Segment Start: Dataset records

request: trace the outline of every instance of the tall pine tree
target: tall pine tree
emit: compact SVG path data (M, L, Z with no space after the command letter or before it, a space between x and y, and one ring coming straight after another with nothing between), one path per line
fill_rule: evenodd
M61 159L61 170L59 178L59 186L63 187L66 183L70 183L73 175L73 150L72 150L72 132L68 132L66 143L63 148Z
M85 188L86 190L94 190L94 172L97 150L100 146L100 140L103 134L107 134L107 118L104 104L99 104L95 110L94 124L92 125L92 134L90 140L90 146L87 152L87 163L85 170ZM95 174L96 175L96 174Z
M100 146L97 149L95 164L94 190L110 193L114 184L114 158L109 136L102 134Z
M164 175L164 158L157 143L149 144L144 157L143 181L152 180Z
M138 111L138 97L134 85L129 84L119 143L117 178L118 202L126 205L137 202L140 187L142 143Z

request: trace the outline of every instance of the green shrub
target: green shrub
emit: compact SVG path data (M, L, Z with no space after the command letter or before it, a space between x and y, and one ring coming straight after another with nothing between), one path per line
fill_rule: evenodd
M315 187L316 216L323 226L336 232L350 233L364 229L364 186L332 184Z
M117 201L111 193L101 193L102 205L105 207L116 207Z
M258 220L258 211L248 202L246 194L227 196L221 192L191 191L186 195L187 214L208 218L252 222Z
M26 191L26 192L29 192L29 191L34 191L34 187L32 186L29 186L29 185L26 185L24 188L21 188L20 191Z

Segment End: Dataset records

§ Instructions for the task:
Reproduce the entire listing above exactly, leaving nothing out.

§ Answer to the problem:
request: trace the outline of every instance of the tall pine tree
target: tall pine tree
emit: compact SVG path data (M, L, Z with no space after the command letter or before it, a space between x and y, and one ring coming straight after another with nothing between), one path per line
fill_rule: evenodd
M61 159L61 170L59 178L59 186L63 187L66 183L70 183L73 175L73 150L72 150L72 132L68 132L66 143L63 148Z
M85 188L86 190L94 190L94 172L97 150L100 146L100 140L103 134L107 134L107 118L104 104L99 104L95 110L94 124L92 125L92 134L90 140L90 146L87 152L87 163L85 170ZM95 174L96 175L96 174Z
M100 146L97 149L95 164L94 190L110 193L114 184L114 158L109 136L102 134Z
M164 175L164 158L157 143L149 144L144 157L143 181L152 180Z
M138 111L138 97L134 85L129 84L119 143L117 178L118 202L126 205L137 202L140 187L142 143Z

request: trace the outline of every instance of the green shrub
target: green shrub
emit: compact SVG path data (M, L, Z with no space after the command letter or before it, a space between x and y, and one ring coming straight after another with nothing between), one path per line
fill_rule: evenodd
M315 187L316 216L323 226L336 232L350 233L364 229L364 186L332 184Z
M117 201L111 193L101 193L102 205L105 207L116 207Z
M258 220L258 211L248 202L246 194L227 196L221 192L191 191L186 195L187 214L208 218L252 222Z
M26 191L26 192L29 192L29 191L34 191L34 187L32 186L29 186L29 185L26 185L24 188L21 188L20 191Z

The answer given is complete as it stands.